| Instructions for the task |
From the data below, reproduce verbatim the lines running from the one with "of the roof." through the one with "[[612, 330], [617, 76], [615, 79]]", including both of those lines and nothing else.
— BEGIN —
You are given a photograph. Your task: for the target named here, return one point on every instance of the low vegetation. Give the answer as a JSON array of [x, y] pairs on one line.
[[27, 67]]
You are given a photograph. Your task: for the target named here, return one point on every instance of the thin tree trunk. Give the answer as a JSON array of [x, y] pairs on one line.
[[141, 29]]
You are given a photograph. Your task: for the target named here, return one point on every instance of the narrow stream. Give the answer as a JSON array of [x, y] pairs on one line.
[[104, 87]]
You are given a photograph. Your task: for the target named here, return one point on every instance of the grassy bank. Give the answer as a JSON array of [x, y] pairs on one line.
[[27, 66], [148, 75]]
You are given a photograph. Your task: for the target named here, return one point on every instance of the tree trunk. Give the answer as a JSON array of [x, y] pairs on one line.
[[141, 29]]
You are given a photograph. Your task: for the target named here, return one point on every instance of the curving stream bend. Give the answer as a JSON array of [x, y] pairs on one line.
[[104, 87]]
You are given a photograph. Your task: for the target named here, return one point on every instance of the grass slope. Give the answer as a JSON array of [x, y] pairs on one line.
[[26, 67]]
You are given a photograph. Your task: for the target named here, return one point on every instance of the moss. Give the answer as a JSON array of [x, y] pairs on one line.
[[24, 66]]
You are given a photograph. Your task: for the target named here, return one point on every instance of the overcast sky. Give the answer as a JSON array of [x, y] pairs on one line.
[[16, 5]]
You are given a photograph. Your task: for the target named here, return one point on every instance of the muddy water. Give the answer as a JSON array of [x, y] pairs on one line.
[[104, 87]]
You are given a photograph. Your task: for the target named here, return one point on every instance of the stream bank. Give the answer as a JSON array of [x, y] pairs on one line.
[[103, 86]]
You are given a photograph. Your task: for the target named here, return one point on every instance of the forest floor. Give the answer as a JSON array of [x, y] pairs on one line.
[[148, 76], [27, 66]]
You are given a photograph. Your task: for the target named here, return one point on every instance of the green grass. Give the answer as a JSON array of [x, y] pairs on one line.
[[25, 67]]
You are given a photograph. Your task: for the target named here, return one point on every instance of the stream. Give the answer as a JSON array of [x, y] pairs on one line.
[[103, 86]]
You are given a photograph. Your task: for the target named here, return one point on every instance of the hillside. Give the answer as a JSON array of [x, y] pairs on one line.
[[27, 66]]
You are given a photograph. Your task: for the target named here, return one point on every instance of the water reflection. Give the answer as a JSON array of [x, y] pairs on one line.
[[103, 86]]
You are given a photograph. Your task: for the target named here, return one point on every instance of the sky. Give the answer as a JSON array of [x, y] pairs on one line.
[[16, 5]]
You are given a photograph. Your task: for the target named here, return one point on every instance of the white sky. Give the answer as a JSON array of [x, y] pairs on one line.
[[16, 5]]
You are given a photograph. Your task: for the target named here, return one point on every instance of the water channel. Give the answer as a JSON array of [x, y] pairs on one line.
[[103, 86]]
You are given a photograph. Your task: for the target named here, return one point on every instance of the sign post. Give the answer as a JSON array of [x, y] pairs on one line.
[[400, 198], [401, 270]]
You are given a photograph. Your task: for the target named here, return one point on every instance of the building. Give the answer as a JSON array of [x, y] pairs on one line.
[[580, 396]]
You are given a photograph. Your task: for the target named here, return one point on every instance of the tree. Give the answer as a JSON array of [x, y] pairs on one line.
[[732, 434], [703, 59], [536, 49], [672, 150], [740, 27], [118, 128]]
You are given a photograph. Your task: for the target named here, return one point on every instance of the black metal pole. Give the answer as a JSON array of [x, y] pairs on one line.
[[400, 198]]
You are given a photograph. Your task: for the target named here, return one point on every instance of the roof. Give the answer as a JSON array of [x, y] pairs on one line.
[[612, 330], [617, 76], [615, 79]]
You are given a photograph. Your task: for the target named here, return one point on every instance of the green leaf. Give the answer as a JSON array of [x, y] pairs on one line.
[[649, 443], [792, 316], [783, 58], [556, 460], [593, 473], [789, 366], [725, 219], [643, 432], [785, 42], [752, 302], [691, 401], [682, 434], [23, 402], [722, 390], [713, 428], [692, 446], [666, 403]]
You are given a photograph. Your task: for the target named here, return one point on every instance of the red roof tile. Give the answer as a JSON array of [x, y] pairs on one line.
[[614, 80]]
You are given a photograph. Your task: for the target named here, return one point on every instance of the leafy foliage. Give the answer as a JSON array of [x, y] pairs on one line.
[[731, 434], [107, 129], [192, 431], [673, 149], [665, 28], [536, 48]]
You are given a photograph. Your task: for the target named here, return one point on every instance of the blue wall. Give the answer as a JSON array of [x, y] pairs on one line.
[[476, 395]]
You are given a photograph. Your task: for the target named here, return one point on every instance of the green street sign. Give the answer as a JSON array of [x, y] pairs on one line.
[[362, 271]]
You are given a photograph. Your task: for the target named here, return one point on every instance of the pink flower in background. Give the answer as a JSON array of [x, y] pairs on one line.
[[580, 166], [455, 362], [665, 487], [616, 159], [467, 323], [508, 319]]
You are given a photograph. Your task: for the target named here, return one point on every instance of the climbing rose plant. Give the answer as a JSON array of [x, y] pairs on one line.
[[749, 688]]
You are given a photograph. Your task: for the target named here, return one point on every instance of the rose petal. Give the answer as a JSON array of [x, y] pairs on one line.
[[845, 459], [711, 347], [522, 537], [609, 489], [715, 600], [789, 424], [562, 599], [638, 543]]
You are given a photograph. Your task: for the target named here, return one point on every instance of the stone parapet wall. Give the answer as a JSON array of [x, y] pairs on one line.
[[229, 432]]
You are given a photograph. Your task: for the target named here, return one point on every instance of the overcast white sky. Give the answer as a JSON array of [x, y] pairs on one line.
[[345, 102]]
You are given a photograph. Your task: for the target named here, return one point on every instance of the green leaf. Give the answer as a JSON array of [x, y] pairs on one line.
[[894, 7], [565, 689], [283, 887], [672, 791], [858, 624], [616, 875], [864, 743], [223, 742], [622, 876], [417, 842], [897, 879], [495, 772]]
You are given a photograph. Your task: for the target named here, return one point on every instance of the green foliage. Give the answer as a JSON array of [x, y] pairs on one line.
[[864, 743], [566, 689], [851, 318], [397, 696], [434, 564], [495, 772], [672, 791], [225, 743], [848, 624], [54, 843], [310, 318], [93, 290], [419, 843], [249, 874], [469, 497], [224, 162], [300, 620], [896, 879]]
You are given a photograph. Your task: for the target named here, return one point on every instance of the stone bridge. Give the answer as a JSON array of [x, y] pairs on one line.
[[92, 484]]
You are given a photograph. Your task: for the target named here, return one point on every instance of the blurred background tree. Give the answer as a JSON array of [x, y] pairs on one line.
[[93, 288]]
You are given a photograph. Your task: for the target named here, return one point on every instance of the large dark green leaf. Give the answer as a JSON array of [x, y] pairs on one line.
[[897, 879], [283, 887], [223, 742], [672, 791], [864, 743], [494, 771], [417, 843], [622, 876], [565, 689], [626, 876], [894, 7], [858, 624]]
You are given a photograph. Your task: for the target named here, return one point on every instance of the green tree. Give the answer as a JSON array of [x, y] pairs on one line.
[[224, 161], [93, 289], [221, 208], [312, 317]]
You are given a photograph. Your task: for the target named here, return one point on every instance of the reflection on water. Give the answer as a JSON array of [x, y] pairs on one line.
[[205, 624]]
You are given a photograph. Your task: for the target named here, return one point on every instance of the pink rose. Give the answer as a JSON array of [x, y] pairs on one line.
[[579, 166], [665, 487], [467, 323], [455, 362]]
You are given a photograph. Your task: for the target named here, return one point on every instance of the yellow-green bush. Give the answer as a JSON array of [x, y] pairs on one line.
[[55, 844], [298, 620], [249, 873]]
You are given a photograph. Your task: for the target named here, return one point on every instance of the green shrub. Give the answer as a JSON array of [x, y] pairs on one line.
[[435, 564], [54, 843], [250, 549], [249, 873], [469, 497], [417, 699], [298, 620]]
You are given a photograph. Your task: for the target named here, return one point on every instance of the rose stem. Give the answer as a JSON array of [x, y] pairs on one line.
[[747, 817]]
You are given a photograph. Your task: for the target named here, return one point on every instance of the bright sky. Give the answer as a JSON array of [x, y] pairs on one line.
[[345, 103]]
— END —
| Result |
You are given a photograph. Your task: for the target named here, return one point on every instance of the roof. Give the answer as a JSON array of [x, y] pairs on one line.
[[612, 330], [617, 76], [615, 79]]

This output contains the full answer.